Requirement
Reproduce every record precisely, leaving no line out.

Record excerpts
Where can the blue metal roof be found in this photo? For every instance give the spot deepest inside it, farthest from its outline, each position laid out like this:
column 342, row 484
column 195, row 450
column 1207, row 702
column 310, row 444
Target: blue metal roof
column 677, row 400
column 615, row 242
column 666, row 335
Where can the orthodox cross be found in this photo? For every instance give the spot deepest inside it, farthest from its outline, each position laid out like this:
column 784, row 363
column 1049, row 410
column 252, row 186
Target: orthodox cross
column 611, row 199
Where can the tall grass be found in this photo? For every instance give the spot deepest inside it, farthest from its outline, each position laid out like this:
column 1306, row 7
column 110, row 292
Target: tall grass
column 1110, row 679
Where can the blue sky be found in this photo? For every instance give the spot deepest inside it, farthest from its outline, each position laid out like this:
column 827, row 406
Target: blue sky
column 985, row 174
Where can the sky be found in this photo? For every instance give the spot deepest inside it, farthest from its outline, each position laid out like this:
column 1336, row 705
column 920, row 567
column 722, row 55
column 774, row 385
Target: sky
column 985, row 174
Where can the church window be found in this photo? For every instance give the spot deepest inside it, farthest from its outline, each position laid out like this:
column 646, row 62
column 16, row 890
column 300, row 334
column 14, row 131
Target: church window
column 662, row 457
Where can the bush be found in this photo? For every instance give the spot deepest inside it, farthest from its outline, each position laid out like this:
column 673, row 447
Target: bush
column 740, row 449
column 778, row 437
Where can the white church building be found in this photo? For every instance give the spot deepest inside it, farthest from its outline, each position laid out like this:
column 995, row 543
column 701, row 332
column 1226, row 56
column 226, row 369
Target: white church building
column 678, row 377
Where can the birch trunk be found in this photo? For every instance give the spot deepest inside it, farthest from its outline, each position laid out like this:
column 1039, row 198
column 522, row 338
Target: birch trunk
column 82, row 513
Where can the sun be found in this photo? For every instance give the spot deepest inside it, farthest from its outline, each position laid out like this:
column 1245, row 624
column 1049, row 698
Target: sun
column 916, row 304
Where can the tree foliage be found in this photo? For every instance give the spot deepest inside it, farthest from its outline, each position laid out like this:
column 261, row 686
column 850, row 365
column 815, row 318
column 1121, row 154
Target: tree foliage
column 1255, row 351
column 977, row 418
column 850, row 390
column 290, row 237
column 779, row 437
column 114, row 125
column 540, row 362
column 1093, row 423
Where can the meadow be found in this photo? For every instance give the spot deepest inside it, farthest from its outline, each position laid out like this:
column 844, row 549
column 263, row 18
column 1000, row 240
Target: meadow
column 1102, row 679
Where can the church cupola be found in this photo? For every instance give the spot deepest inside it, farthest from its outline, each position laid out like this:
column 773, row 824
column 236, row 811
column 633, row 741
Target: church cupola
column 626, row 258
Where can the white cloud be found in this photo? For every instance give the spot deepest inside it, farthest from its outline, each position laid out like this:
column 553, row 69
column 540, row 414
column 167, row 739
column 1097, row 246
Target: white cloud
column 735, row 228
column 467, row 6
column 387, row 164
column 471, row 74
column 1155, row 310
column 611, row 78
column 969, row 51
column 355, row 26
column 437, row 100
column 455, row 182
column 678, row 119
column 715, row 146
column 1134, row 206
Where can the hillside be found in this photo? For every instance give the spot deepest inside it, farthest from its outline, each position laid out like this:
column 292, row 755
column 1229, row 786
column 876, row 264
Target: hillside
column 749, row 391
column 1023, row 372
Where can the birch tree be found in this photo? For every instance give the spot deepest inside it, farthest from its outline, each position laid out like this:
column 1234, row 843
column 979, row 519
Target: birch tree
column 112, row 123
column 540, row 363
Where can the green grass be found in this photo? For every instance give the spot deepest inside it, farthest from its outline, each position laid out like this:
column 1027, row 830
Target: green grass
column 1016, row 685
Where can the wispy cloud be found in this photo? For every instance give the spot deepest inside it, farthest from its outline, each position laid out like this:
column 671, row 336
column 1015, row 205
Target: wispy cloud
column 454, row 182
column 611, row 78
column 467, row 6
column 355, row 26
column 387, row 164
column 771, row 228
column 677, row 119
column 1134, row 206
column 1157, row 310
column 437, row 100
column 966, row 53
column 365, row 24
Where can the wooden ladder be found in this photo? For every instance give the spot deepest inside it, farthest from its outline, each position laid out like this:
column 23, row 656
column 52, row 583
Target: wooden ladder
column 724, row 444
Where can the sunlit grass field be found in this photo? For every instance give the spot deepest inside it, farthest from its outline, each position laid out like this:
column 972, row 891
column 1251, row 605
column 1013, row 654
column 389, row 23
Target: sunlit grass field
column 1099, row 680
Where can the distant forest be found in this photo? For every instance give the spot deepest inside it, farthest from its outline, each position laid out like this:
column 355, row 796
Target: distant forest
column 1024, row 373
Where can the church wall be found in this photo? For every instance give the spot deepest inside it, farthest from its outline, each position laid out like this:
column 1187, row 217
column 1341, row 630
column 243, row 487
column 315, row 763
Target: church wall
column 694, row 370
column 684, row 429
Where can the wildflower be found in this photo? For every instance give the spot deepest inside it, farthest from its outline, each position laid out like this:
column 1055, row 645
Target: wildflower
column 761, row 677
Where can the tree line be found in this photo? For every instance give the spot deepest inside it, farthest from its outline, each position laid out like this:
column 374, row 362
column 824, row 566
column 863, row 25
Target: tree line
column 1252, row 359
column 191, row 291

Task result
Where can the blue metal roof be found in this photo? For every instance give the spot deepest inside it, farthest from its outline, each position laid out like this:
column 342, row 484
column 195, row 450
column 1207, row 702
column 310, row 444
Target: blue metal roof
column 677, row 400
column 615, row 242
column 666, row 335
Where can the orthodox cross be found in this photo? For every instance give the spot deepest inside it, farthest from its outline, each position laid out like this:
column 784, row 363
column 1049, row 410
column 252, row 186
Target: orthodox cross
column 611, row 199
Where can the tall grass be found in this photo? For every instance give the spot deepest inside it, farthest from its outline, each position laid out like this:
column 1306, row 7
column 110, row 292
Target: tall grass
column 1110, row 679
Where can the blue sky be found in this photo? For every instance give the spot deepest inside it, farthest from its outline, each position laid out like this:
column 827, row 406
Target: blue sky
column 985, row 174
Where can the sky be found in this photo? For every instance give the spot deepest inside it, farthest from its outline, each position laid out like this:
column 1336, row 705
column 920, row 567
column 722, row 55
column 774, row 385
Target: sky
column 985, row 174
Where can the church window be found in this photo? For every instance give the spot deepest inside it, farthest from its outline, each position laid out like this:
column 646, row 62
column 16, row 890
column 300, row 334
column 14, row 131
Target: church window
column 662, row 457
Where can the bush be found in this photo? For every instance give the spot deepest inside it, farthest from its outline, each position laid out like this:
column 673, row 447
Target: bush
column 740, row 449
column 778, row 437
Where can the white church building be found in this photo? For every instance give the spot deepest inside it, farthest from its outline, each position laid out like this:
column 995, row 543
column 701, row 332
column 1226, row 56
column 226, row 369
Target: white church building
column 678, row 377
Where can the birch trunk be found in this photo? For every instance give the spot deepest inside it, farthest from its outline, each position laid out like this:
column 1039, row 198
column 522, row 338
Target: birch trunk
column 82, row 513
Where can the sun be found in this photo? For every instance give the spot deepest inside it, farthest from its outline, each position laid out like this:
column 1245, row 624
column 1049, row 698
Target: sun
column 916, row 304
Where can the tree foliage be found in this photo? For every instance give the spot deepest inside it, farthest from its outline, each position laid out like this:
column 261, row 686
column 850, row 365
column 815, row 318
column 1121, row 154
Target: tree foliage
column 1255, row 351
column 977, row 418
column 850, row 390
column 290, row 237
column 779, row 437
column 114, row 125
column 540, row 362
column 1093, row 423
Where can the meadow be found in this photo? For every instance give the spot deepest inside it, farthest from its outline, each position laid out like this:
column 844, row 549
column 263, row 18
column 1000, row 240
Target: meadow
column 1102, row 679
Where can the church cupola be found in this photo? For every instance give the spot deepest inside it, farthest from its outline, each position laid out like this:
column 773, row 824
column 236, row 811
column 633, row 741
Target: church cupola
column 626, row 258
Where can the white cloud be found in this photo? For every instance give the spot deepest inside it, farthest from its outline, each position laid out like this:
column 553, row 69
column 540, row 414
column 167, row 739
column 1097, row 246
Target: white cloud
column 735, row 228
column 467, row 6
column 387, row 164
column 471, row 74
column 1155, row 310
column 611, row 78
column 969, row 51
column 355, row 26
column 437, row 100
column 455, row 182
column 678, row 119
column 715, row 146
column 1134, row 206
Where can the hillside be found in this photo? For every instance give the spot deepest inside it, farthest from its outline, each position laid out like this:
column 292, row 755
column 1229, row 786
column 876, row 264
Target: hillside
column 749, row 391
column 1023, row 372
Where can the birch tree be found in this photo? For every instance give the spot deepest inside it, farthest from its outline, each position laid out like this:
column 1234, row 843
column 979, row 519
Target: birch tree
column 112, row 123
column 540, row 363
Where can the green grass be found in this photo? For every instance give the spot deepest inside it, farthest from its outline, each position laid out like this:
column 1027, row 830
Target: green grass
column 1016, row 685
Where can the wispy cloud be found in this photo? For every instance give the spot deepest inside it, farthest from its outline, each position laid out like this:
column 671, row 336
column 1015, row 205
Target: wispy cloud
column 454, row 182
column 611, row 78
column 467, row 6
column 355, row 26
column 387, row 164
column 771, row 228
column 677, row 119
column 1134, row 206
column 1157, row 310
column 437, row 100
column 966, row 53
column 365, row 24
Where can the wooden ladder be found in this photo? For every instance give the spot deepest inside it, farthest from its outline, each position laid out like this:
column 23, row 656
column 52, row 583
Target: wooden ladder
column 724, row 444
Where can the sunlit grass field be found in this photo? For every instance give the spot deepest inside it, farthest from its outline, each position laid out like this:
column 972, row 891
column 1251, row 605
column 1013, row 654
column 389, row 23
Target: sunlit grass field
column 1099, row 680
Where can the distant forest be found in this photo? For every instance give the spot deepest inside it, farthest from its outline, each position laid out like this:
column 355, row 796
Target: distant forest
column 1024, row 373
Where can the church wall be found in this photo? For every instance give the spot deepest inside it, farthest from its outline, each position laid out like this:
column 1187, row 217
column 1341, row 630
column 243, row 487
column 315, row 763
Target: church wall
column 694, row 370
column 684, row 429
Where can the wildflower be found in this photo? For every instance give the spot deepest inside it, farthest from its outline, each position laid out like this:
column 1055, row 645
Target: wildflower
column 761, row 677
Where can the tree line be found in this photo? For every instance give the spot deepest inside it, farthest from its outline, each position laid out like this:
column 374, row 362
column 824, row 566
column 863, row 25
Target: tree line
column 1252, row 359
column 191, row 291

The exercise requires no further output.